[Collected data entries]
● ● ●

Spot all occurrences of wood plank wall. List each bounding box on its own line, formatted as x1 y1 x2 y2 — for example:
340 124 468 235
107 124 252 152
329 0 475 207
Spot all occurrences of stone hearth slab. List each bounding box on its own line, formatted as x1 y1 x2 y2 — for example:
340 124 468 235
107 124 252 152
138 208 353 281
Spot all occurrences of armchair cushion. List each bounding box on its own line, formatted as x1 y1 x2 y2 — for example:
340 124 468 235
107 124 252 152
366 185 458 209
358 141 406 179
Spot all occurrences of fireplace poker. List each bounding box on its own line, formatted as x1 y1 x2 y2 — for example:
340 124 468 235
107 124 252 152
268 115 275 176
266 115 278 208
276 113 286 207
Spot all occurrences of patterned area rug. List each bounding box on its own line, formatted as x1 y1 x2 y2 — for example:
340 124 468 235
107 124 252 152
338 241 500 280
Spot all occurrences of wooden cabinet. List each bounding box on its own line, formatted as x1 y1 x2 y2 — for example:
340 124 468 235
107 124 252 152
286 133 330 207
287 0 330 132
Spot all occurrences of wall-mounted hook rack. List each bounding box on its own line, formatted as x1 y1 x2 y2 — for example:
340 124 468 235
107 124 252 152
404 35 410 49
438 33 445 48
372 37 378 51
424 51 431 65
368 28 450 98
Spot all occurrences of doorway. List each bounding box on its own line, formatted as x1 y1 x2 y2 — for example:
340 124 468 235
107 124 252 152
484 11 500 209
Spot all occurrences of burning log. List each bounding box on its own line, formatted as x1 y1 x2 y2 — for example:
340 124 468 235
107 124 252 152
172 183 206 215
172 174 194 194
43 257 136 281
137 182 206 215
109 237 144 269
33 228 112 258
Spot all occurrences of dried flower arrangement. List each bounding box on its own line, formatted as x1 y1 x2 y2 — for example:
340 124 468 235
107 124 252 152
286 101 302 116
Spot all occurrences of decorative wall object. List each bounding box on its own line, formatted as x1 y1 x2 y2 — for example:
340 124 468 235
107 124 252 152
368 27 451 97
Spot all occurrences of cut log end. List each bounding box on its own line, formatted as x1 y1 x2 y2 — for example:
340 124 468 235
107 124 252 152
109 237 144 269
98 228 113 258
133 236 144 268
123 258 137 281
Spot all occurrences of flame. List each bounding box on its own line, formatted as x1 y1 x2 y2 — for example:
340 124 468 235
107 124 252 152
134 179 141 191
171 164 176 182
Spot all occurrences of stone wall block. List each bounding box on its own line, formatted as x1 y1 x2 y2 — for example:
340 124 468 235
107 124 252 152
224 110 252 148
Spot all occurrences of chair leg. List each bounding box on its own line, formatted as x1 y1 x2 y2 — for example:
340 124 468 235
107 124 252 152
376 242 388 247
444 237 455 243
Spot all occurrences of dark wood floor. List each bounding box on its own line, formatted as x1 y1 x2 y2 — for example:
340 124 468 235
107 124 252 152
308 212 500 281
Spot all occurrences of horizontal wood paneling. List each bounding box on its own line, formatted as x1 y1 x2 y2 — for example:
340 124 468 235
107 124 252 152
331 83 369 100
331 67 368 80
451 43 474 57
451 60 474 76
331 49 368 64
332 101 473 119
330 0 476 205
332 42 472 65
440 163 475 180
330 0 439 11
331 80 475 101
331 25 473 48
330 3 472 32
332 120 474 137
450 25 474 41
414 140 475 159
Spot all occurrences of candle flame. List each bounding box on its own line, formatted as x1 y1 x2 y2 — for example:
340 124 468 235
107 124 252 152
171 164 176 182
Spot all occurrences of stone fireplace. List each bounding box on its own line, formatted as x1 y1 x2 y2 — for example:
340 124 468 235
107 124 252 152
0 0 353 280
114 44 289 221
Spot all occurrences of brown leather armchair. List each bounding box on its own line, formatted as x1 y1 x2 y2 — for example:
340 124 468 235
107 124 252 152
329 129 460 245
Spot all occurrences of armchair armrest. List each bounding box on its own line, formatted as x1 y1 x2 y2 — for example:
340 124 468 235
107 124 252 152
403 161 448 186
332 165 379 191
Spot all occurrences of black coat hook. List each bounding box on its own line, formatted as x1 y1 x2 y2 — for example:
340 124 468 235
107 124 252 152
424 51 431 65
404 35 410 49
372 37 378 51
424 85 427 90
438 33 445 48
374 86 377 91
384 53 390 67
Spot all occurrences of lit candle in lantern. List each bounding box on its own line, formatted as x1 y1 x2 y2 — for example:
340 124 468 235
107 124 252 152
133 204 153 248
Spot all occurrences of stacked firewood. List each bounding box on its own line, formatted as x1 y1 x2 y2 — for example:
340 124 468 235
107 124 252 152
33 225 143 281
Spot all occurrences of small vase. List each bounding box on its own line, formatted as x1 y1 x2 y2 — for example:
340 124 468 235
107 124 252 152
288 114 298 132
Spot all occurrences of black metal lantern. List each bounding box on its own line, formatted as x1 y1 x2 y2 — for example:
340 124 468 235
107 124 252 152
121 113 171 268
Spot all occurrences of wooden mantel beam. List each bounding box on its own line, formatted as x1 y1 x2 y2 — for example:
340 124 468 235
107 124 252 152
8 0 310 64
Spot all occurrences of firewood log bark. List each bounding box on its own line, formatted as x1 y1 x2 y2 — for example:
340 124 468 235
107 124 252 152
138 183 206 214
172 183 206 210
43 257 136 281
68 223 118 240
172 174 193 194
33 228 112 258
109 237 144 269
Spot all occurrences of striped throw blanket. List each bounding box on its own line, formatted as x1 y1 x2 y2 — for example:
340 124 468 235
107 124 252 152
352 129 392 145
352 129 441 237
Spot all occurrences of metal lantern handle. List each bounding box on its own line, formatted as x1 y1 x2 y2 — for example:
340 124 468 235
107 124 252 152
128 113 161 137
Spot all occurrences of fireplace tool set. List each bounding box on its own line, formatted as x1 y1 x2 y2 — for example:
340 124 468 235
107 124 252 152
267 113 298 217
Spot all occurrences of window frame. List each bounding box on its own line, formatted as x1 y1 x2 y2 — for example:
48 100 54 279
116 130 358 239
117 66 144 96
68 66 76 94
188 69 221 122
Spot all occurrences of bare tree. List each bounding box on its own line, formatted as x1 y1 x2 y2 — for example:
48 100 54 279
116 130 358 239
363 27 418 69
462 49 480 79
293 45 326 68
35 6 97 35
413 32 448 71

● ● ●

#### About this exercise:
Return every line holding the word "firewood" from the records.

#### Response box:
Spot all occurrences of stacked firewood. List each bounding box on its own line, formatted as x1 y1 x2 y2 — for example:
Spot all occurrences of firewood log bark. List each bounding box on its own line, formatted as x1 y1 x2 y2 — for example:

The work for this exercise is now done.